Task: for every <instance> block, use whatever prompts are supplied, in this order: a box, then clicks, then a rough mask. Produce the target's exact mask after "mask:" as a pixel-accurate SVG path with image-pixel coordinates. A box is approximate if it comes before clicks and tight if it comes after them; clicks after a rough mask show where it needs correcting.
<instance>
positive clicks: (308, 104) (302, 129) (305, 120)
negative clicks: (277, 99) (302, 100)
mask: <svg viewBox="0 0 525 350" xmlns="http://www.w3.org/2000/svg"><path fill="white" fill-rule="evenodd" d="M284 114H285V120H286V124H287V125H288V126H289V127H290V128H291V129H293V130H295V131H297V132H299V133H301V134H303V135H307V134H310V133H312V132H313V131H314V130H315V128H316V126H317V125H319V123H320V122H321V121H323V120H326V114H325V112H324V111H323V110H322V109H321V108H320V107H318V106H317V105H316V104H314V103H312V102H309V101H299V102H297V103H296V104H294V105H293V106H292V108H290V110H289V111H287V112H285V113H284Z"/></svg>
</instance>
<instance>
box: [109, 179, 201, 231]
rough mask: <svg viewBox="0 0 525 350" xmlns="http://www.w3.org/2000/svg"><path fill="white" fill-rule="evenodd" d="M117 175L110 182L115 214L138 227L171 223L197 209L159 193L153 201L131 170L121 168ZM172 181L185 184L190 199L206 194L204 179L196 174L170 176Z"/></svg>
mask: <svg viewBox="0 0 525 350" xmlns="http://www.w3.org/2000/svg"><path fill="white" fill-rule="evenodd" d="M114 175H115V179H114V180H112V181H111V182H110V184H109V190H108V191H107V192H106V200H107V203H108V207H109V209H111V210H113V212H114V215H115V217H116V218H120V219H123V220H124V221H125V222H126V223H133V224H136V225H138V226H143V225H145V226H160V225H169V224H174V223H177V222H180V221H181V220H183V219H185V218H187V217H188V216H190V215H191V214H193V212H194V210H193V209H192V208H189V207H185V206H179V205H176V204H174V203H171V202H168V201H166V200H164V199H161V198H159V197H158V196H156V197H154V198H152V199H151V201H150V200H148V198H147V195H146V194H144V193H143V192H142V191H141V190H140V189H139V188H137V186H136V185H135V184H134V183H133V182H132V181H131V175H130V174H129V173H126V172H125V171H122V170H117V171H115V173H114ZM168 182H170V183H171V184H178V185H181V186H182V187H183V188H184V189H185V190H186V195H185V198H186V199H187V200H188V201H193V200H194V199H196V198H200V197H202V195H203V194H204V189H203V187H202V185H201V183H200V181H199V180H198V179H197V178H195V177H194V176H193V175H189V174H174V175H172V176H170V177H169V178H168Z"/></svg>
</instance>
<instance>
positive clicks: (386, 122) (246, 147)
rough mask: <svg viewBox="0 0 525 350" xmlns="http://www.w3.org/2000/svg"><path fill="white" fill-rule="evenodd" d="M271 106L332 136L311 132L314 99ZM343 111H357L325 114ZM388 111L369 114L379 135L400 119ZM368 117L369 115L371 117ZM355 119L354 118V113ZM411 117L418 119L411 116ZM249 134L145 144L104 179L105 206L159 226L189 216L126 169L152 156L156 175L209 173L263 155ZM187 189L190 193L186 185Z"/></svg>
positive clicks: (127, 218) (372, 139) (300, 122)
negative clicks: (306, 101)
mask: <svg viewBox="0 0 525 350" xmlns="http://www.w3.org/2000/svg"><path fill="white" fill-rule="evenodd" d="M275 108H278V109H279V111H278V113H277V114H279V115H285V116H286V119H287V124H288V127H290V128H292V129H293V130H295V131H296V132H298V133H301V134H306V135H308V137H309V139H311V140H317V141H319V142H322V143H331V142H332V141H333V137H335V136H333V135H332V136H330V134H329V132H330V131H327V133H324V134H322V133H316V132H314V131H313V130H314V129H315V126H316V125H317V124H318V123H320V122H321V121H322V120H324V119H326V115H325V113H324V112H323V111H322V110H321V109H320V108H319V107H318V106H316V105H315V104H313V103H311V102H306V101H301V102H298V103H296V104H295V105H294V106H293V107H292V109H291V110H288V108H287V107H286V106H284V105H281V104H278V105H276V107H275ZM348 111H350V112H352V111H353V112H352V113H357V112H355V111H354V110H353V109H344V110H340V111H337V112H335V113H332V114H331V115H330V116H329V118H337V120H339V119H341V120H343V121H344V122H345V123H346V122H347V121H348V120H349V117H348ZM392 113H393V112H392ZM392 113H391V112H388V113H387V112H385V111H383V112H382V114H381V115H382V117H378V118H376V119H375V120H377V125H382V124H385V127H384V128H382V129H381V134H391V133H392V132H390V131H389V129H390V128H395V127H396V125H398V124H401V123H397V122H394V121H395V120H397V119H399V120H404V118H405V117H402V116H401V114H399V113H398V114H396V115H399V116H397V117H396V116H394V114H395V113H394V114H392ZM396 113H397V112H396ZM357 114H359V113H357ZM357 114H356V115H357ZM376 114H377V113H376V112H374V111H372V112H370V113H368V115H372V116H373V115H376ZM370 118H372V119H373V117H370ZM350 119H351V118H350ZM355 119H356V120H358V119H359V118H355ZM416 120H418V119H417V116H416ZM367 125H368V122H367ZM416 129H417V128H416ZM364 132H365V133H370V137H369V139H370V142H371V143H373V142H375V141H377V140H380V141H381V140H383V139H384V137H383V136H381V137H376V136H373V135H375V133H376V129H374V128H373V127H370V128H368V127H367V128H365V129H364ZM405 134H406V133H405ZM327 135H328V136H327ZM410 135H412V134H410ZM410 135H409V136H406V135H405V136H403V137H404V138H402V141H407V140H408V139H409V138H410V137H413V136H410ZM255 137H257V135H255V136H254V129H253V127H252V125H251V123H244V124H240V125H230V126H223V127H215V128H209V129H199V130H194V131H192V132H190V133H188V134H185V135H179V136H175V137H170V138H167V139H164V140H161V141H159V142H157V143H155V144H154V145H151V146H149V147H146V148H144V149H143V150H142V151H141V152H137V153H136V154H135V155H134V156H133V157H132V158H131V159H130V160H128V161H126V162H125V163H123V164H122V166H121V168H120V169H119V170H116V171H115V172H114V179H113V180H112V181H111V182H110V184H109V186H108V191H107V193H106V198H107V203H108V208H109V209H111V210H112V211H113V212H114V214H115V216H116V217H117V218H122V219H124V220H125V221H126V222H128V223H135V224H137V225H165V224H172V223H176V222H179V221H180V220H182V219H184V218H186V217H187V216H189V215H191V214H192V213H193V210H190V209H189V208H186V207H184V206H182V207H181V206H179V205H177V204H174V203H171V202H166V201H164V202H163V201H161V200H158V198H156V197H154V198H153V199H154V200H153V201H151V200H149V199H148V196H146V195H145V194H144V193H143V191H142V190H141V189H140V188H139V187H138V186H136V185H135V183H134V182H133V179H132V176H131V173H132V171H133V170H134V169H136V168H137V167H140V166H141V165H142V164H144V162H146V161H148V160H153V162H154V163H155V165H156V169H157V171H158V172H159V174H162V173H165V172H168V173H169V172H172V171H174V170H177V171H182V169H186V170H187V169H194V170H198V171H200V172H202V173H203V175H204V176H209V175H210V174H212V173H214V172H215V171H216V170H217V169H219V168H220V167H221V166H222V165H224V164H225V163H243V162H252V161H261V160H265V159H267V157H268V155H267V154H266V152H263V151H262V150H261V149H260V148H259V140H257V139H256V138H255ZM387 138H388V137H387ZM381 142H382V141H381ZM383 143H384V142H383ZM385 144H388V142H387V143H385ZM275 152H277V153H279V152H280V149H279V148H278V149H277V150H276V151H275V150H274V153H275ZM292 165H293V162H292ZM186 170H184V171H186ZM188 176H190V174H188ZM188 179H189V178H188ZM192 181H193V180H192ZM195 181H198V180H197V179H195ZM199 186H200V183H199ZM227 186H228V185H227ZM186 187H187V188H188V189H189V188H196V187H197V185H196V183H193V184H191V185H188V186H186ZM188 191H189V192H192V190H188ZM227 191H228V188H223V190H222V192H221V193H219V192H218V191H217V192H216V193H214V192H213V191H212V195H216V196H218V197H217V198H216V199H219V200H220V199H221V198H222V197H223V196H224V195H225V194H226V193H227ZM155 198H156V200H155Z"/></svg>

━━━━

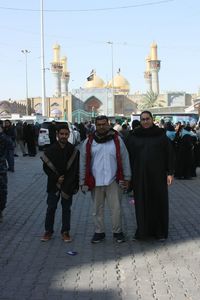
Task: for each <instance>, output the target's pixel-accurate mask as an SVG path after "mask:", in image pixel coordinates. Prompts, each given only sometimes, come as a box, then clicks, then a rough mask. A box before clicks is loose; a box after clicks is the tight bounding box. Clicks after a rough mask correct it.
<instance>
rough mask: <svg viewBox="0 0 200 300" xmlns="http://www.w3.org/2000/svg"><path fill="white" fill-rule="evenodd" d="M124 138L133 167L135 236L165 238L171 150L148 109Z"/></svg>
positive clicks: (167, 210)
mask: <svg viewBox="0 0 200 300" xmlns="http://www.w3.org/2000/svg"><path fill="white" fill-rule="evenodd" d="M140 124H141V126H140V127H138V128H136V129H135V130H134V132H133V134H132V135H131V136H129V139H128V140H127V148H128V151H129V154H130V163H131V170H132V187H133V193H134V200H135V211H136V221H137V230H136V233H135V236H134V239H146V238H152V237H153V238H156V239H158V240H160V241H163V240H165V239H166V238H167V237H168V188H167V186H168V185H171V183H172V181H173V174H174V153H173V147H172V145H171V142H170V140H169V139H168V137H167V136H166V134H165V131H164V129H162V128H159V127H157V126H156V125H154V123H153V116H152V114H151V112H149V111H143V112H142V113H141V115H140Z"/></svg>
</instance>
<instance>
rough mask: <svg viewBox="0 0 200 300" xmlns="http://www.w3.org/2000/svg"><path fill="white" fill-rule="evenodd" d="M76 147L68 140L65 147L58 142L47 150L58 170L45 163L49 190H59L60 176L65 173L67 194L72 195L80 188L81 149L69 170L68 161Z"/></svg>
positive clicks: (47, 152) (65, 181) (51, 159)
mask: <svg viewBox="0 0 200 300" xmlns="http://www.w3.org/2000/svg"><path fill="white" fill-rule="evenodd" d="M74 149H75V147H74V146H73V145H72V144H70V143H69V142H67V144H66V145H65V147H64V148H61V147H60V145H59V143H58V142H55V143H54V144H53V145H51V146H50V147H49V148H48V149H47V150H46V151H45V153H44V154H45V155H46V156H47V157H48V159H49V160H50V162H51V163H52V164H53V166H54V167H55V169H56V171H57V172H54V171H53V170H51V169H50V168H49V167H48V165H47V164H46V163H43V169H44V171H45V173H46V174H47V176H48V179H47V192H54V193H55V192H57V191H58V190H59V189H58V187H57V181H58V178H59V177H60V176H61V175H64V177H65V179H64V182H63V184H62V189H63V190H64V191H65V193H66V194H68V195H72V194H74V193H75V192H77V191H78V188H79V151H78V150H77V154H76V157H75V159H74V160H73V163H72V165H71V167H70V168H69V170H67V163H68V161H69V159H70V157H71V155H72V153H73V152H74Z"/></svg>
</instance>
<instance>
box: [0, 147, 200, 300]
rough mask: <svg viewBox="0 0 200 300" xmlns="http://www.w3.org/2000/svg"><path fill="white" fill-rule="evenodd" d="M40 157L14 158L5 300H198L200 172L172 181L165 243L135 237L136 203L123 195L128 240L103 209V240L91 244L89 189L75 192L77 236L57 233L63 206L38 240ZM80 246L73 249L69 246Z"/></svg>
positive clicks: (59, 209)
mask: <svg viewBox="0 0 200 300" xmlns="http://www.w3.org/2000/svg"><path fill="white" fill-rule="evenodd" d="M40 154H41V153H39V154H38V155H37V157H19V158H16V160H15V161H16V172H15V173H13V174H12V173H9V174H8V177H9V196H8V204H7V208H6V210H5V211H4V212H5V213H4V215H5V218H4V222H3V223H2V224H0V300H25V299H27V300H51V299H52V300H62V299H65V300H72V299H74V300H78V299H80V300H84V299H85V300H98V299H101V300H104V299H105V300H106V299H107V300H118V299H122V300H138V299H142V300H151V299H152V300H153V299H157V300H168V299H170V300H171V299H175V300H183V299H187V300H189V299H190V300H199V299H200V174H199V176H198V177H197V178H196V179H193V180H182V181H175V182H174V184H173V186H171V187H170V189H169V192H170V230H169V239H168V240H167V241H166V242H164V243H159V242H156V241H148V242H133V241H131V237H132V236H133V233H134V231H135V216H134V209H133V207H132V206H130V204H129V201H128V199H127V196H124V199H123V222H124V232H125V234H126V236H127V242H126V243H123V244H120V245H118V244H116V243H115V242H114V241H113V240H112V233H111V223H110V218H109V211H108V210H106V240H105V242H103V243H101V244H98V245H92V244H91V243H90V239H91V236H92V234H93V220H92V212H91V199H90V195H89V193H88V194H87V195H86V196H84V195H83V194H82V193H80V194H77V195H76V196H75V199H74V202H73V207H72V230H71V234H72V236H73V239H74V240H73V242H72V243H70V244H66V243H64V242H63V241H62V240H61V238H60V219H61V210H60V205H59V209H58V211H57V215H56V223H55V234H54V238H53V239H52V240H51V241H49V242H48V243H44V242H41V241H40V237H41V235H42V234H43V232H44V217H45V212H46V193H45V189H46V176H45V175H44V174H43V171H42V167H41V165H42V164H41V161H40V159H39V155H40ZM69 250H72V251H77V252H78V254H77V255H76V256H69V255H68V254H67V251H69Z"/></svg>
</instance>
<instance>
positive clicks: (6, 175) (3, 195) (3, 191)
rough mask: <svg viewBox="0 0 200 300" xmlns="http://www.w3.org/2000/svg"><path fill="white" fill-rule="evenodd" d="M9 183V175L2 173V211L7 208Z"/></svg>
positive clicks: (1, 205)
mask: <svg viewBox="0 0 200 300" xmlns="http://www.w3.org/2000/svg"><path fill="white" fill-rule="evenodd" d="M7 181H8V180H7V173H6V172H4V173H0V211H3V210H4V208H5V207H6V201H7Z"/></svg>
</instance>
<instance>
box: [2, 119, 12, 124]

━━━━

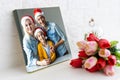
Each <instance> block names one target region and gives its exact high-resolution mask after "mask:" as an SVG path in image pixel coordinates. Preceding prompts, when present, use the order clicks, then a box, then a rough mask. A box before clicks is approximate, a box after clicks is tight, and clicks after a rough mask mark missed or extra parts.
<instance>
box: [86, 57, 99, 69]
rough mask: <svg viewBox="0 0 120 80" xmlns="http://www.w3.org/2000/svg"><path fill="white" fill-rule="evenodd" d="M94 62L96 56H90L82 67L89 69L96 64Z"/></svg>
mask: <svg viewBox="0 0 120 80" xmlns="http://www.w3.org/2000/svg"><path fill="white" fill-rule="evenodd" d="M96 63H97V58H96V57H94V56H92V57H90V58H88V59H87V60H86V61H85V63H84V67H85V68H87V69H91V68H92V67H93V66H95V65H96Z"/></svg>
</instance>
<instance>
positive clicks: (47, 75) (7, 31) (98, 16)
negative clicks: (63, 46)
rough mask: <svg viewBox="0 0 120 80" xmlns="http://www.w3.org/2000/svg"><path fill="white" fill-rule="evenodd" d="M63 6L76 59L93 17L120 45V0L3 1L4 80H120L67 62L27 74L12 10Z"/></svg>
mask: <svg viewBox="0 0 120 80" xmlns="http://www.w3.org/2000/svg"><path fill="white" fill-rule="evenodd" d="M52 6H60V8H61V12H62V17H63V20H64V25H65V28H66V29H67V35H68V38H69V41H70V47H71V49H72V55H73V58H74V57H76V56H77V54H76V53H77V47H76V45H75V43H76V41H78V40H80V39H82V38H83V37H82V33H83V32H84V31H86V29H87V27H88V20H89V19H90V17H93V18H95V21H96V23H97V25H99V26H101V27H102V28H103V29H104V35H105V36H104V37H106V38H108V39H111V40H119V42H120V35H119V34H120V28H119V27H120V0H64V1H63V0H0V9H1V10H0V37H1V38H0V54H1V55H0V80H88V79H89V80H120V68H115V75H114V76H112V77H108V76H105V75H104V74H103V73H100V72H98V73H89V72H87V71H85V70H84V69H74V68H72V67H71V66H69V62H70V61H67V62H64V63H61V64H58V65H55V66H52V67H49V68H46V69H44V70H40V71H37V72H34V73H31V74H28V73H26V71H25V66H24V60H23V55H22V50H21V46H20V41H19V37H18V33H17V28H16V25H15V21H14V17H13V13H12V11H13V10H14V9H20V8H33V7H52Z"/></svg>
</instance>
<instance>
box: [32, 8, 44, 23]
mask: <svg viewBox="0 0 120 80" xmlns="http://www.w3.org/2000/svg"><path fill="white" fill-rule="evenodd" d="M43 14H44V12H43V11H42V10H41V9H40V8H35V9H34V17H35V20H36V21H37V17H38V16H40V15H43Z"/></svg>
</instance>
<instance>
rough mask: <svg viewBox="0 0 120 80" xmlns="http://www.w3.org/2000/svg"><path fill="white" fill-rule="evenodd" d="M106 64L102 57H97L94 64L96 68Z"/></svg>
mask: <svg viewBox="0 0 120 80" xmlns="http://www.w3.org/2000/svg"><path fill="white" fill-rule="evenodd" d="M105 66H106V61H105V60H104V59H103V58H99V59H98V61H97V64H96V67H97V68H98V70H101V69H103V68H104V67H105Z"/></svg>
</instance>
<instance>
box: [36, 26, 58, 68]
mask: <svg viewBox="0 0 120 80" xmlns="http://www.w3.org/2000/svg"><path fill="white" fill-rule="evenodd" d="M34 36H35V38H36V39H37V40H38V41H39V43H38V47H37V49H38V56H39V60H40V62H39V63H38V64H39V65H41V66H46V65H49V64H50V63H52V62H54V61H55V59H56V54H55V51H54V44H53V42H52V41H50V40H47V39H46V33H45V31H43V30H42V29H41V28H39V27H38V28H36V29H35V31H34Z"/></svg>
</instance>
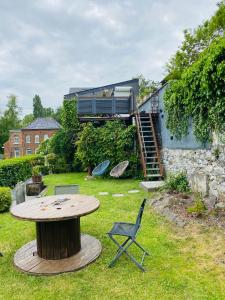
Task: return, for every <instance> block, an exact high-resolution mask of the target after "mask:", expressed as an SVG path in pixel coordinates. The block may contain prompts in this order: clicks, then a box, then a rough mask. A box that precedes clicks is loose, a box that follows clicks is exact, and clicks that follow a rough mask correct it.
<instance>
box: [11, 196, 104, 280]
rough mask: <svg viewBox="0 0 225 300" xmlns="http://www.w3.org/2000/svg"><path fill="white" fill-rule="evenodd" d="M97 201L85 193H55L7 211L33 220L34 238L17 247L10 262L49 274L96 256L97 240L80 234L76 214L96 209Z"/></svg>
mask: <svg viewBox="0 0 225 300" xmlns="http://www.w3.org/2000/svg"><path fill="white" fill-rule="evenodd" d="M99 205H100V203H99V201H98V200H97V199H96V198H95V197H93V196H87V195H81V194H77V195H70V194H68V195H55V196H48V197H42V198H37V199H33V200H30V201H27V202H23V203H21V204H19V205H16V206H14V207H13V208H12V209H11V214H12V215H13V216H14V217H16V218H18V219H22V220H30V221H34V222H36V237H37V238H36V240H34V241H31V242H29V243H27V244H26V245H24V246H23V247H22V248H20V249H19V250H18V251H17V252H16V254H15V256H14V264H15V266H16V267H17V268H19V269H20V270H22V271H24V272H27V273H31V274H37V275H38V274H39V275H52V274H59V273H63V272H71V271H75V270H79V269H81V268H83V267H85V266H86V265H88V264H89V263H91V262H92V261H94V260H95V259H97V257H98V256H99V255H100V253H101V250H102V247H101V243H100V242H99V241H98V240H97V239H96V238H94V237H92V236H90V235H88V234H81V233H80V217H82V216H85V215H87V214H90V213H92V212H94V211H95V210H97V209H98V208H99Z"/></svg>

━━━━

- **WHAT THE EXERCISE ASKS**: Among the lines of the data, some may contain the string "loose"; report how many, and nothing more.

- **FINISHED EXERCISE**: 2